**Goals:**
1. From the piece on flexible organizational culture, copy out everything from "Managers know that" down to "management look like?".
2. In the piece on flexible organizational culture, what is named as the most essential characteristic on Schein's list for new managers?

**Selected passage:**

######

How do you make a culture that binds and is flexible?
Managers know that their organizations have to become flexible in order to keep up with, or be in the lead in, their markets. But that means organizations have to change. What does new management look like?
Edgar Schein, the well-known American culture researcher, puts it in very clear terms. We do not know what tomorrow’s world will look like, he writes in his standard work, ‘Organizational Culture and Leadership’, but we do know that it will be different, increasingly complex and faster, and that there will be greater diversity. What that means, says Schein, is that managers and organizations will have to become perpetual learners. They will never be able to stop learning.
This involves an awkward paradox. An important feature of organizational culture is that it is a stabilizing force. Which makes it, writes Schein, a conservative force. So far, the focus of management practice has lain on organizations with a stable culture of this type. Now, managers have to promote a culture that both binds and is flexible. But how?
New management model
Together with colleagues including Peter Senge and Otto Scharmer, Schein forms part of a research group at the MIT in Boston. It was one of the first groups to develop a new management model for flexible organizations. Even as early as the 1990s, they saw the birth of a new type of organization, able to respond to fast-changing market conditions and the emergence of the internet. These were the years in which experiments involving more autonomy in teams were held in many countries, including the Netherlands.
Even now, several decades on, the quest for the definitive management model for the 21st century is nowhere near complete. Companies and organizations are experimenting more than ever with new forms, because the need for flexibility has continued to grow. There could be a disruptive competitor on every street corner.
Positive attitude
The starting point for the ‘learning manager’, which Schein formulated with his colleagues, is that he should actively work at creating a different culture with a strong emphasis on training. Schein drew up a list of requirements with ten characteristics that new managers should have, such as being open to diversity and contradiction. The most essential characteristic is a positive attitude – managers should believe in the capacity of their people to adapt and solve problems themselves. This is diametrically opposed to the traditional, ‘Work as you are told.’ Managers should convey this positive attitude.
The misconception that is still attached to greater autonomy in teams is that the people in them do not need any interference from management at all. But sound leadership is inly required in and around teams. Many experiments with shared leadership have been ended prematurely because of this view. Author and lecturer Jelle Dijkstra has studied various experiments and projects. Together with Paul-Peter Feld, Dijkstra wrote the book ‘Gedeeld Leiderschap’, which was the 2012 Management Book of the Year. New management is still often seen primarily as letting go, but in Dijkstra’s view, the reality is precisely the opposite. “A good manager does not let go,” he says, “but is actually more on top of things.”

######

**Stored data:**
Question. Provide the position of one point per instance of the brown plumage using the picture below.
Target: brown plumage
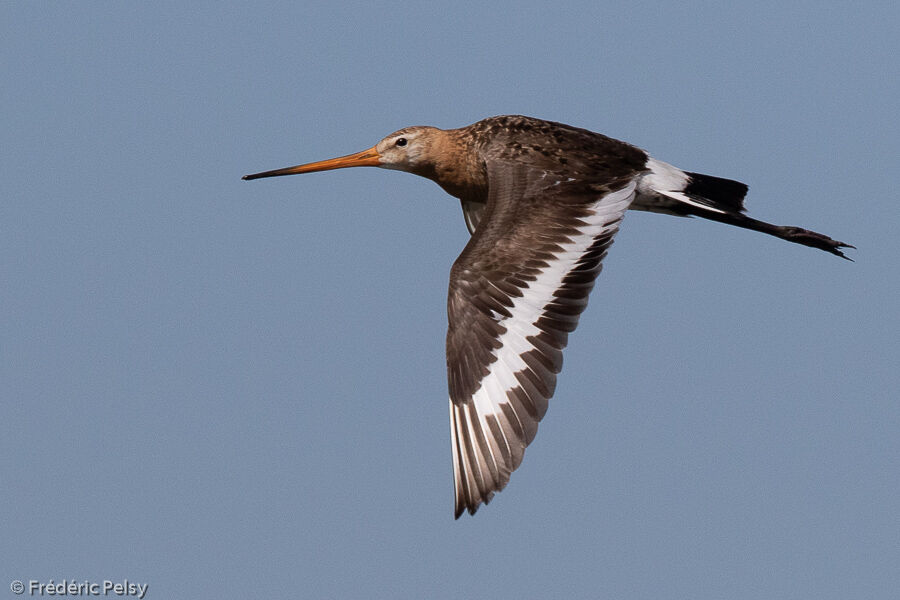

######

**Responses to the exercise:**
1.
Managers know that their organizations have to become flexible in order to keep up with, or be in the lead in, their markets. But that means organizations have to change. What does new management look like?

2. A positive attitude